### Required tasks:
(a) Print the passage from the column on the history of clerical celibacy below word for word, beginning at the words "Martin Luther, a" and stopping after "years too late.".
(b) Carry on the column about the history of clerical celibacy below, starting immediately after its final sentence.
====== Document extract ======
Celibacy’s history of power and money

By ARTHUR JONES

Whoa, slow down a minute on the celibacy talk and married priests. Let’s remind ourselves how the Catholic church got into the celibacy mess.

It didn’t have anything to do with sex, purity and holiness.

It was the money.

And when one mixes money and the Catholic church, there’s usually a mess. That’s how we got a Reformation. Selling indulgences -- guarantees of time off in purgatory.

If the church tried selling indulgences today it would be prosecuted under the RICO law.

Indulgences were and are guarantees signed and sealed by folks in no position to deliver on the promise. Indulgences were sold by those who had invented the idea of purgatory in the first place (there is no biblical basis for purgatory).

Having created this terror -- a sort of Universal Studios for the visiting soul -- the church convinced the same people they could (for a modest beneficence in cold hard cash) ameliorate the terror’s worst effects.

Martin Luther, a sort of one-man medieval equivalent of the Securities and Exchange Commission (indulgences division) blew the whistle. And signaled the fate of all future whistleblowers. Obloquy, and a formal apology 400 years too late.

Now celibacy.

Religions have always had a place for virgins. But it customarily meant women, as in pagan Rome’s vestal virgins. Emperor Augustus, incidentally, frowned on celibacy. Celibate males weren’t allowed to inherit property. (Hold that thought from Roman law. A thousand years later it gave us today’s problems.)
====== Data provided ======
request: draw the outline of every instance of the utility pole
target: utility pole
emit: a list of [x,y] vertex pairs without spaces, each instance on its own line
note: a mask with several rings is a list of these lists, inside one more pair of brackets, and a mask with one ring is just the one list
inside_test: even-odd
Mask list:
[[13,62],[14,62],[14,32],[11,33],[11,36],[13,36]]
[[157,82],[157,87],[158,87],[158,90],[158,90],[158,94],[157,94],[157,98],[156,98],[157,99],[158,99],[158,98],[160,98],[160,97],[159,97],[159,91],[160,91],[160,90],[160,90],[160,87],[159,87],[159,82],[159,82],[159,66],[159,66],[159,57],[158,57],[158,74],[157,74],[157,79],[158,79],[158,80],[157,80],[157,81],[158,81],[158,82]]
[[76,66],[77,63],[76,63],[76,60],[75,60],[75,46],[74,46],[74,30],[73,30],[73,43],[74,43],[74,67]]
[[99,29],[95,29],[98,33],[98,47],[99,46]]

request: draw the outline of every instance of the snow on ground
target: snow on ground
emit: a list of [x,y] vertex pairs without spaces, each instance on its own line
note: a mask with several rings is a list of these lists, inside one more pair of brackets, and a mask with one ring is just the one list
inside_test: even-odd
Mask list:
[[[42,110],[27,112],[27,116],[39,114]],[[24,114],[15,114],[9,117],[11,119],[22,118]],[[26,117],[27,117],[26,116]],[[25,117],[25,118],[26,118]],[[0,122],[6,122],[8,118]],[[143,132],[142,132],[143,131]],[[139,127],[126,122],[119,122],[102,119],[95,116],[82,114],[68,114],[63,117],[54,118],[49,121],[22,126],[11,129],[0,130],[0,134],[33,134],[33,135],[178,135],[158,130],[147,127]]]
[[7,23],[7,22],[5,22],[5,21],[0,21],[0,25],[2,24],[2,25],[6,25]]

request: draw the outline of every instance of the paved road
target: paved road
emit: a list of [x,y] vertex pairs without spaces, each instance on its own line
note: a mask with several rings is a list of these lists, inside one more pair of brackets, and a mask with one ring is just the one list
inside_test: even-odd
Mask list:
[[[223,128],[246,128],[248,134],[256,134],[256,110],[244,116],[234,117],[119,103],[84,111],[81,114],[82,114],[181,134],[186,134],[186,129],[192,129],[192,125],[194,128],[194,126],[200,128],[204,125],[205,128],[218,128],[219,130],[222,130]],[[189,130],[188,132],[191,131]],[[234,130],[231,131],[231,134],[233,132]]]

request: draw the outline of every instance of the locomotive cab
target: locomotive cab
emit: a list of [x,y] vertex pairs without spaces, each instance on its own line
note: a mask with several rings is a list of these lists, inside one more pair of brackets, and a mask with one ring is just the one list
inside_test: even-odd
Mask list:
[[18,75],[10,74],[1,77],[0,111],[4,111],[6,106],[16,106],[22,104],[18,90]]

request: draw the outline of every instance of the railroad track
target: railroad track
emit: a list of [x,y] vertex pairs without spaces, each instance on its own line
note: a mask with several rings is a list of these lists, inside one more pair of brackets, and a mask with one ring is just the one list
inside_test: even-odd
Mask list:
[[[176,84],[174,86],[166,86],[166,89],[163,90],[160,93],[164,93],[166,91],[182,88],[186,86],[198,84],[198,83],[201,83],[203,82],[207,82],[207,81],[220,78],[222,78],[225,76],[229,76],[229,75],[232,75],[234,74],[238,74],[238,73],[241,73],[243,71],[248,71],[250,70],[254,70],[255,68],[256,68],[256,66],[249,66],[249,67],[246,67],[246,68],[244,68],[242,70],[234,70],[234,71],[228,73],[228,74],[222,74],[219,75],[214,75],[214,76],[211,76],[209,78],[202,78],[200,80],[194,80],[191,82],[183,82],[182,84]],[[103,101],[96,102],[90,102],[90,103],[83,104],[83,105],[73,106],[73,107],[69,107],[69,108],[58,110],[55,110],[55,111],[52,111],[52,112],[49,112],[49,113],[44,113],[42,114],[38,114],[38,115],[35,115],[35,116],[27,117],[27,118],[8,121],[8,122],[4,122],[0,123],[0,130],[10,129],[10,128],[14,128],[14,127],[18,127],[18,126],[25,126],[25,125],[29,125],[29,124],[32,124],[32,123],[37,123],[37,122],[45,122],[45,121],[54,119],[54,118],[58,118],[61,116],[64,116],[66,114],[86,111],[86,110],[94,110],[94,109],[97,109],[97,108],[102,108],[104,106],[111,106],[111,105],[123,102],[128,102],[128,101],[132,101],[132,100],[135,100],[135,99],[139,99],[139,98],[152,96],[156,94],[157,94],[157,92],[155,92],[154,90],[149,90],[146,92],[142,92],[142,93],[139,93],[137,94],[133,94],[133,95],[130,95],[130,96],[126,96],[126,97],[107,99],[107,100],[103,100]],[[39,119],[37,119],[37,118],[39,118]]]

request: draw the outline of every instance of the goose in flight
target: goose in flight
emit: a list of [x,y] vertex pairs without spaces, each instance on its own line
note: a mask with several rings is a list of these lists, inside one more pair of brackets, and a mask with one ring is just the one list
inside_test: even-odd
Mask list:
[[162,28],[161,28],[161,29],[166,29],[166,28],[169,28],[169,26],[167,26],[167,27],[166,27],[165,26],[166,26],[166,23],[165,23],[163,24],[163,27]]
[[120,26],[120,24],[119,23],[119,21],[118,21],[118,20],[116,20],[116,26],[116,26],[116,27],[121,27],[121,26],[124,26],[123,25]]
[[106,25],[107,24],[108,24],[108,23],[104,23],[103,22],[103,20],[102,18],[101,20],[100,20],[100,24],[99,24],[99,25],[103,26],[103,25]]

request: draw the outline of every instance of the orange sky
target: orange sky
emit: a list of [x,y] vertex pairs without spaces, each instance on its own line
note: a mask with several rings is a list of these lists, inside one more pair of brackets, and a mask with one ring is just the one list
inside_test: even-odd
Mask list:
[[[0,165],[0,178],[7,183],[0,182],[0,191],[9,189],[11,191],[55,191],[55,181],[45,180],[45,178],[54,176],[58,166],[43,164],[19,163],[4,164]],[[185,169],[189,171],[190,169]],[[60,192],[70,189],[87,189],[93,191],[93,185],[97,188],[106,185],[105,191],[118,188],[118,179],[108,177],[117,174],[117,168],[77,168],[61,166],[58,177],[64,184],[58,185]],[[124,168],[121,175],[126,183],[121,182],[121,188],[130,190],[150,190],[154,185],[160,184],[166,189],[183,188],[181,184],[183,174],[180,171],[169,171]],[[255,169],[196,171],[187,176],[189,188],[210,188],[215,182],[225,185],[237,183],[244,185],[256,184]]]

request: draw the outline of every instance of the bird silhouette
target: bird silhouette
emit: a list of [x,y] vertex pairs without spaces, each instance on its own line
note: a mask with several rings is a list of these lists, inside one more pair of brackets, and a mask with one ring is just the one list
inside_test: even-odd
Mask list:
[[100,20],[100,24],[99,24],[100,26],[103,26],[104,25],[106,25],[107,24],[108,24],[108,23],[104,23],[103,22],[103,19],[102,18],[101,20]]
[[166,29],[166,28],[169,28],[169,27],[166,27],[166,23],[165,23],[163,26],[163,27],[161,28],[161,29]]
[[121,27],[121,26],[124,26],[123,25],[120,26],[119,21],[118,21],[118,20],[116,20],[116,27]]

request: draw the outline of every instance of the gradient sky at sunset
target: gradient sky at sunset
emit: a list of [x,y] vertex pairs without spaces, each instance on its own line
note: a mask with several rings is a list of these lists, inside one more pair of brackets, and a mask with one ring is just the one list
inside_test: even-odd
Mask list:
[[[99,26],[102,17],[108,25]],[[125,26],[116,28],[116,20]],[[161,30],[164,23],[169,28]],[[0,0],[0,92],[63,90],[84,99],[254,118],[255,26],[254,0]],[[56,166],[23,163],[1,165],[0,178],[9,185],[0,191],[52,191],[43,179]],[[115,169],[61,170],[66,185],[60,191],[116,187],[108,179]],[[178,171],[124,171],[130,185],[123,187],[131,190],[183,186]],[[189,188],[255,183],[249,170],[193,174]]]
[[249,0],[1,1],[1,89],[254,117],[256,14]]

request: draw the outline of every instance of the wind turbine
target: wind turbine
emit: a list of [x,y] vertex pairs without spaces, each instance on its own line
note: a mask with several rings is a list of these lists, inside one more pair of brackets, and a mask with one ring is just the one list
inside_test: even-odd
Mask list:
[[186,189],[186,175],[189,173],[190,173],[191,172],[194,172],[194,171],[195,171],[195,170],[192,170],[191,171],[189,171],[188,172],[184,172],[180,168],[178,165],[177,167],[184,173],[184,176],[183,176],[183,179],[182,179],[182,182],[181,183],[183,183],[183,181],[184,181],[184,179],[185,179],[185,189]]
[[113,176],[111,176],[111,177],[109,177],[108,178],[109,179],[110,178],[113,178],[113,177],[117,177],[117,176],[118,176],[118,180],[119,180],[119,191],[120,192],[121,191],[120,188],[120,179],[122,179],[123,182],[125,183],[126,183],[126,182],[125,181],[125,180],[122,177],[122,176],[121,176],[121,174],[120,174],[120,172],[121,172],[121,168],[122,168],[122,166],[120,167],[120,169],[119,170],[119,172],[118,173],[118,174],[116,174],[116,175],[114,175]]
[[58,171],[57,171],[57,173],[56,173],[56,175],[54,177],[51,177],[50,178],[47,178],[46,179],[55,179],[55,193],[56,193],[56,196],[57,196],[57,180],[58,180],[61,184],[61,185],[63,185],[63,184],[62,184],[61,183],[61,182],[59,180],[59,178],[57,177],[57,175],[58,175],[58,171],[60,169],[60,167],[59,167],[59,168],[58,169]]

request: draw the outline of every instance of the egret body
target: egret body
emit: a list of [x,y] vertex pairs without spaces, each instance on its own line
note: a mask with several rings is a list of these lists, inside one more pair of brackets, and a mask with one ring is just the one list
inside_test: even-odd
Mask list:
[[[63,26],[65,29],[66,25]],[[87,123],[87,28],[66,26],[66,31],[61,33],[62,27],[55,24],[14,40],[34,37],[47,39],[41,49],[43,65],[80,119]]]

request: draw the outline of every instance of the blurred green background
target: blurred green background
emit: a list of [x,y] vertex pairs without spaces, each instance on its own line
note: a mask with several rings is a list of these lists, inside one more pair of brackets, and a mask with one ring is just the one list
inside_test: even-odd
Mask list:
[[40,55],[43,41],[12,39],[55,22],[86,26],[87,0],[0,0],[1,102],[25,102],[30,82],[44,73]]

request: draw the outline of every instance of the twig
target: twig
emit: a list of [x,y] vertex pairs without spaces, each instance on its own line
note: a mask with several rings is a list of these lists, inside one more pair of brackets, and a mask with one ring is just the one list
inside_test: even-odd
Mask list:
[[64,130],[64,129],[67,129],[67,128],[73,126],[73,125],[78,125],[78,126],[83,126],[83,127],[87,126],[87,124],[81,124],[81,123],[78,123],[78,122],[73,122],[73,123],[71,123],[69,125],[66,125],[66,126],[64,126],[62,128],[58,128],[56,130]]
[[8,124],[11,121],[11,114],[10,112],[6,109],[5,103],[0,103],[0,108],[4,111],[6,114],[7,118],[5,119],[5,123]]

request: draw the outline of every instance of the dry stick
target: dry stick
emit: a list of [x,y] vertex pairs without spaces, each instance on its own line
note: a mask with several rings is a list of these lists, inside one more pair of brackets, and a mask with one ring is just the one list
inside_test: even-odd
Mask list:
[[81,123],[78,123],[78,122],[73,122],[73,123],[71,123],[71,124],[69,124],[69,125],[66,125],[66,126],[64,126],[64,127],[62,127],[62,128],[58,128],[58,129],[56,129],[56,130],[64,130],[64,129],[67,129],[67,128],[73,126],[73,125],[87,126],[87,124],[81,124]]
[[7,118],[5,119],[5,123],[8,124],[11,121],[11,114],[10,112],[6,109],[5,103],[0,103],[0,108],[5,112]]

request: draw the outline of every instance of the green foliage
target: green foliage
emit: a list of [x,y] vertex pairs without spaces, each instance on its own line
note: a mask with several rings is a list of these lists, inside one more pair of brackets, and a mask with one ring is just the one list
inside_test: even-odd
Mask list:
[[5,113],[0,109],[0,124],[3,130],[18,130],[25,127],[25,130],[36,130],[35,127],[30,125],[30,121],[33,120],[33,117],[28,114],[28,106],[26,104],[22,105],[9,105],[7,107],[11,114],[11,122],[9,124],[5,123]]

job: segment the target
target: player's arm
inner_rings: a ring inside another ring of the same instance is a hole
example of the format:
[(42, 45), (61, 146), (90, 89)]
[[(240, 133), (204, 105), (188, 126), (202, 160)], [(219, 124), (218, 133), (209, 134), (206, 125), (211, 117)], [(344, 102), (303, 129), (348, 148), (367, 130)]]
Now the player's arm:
======
### Results of the tasks:
(a)
Martin Luther, a sort of one-man medieval equivalent of the Securities and Exchange Commission (indulgences division) blew the whistle. And signaled the fate of all future whistleblowers. Obloquy, and a formal apology 400 years too late.

(b)
Then came Jesus, and then came priests.

In the Jewish tradition, priests were the sons of priests -- it was a local family firm. Jesus had no trouble with that. He chose Peter, a married man, to be his first pope.

The following isn’t just an aside, it’s a steppingstone to where we’re headed. There’s no evidence Jesus intended Peter to be the first ruler of an absolute monarchy. And there’s every evidence that’s what it became -- giving rise to the Catholic Lord Acton’s comment on the papacy: “Power tends to corrupt, and absolute power corrupts absolutely.” (Acton was an earnest man and a deep thinker who served the church by refusing to be bamboozled by it. Acton spoke for many of us -- he loved the church deeply, it was “dearer” to him “than life itself.”)

Onward. Jesus knew about men living abstemious lives for spiritual reasons. The desert-dwelling Essenes had been around for a couple of centuries. He’d been in the desert himself. There’s every reason to think he admired their discipline -- and he certainly never condemned them the way he did the Scribes and Pharisees.

St. Paul wasn’t arguing for celibacy. Admittedly, he said it was easier to be a member of a missionary group if you weren’t encumbered with a wife and children, but the CEO of many a corporation harbors the same feelings (though perhaps remains reluctant to voice them publicly).

When Paul dealt with qualifications for bishops, elders and deacons, his restriction was only that they be “the husband of one wife.” By the third century, bishops were being denied the right to a second marriage.

The problem for Christianity was it started to become financially prosperous.

The rich, the thoughtful ones who understood that their earthly goods were barriers to heaven, were delighted to hand over chunks of wealth to the priests and bishops as a down payment on easier transmission from one place to the next. (The soul’s equivalent, the wealthy presumed, of time-sharing a jet instead of having to stand in line at a purgatorial Southwest counter.)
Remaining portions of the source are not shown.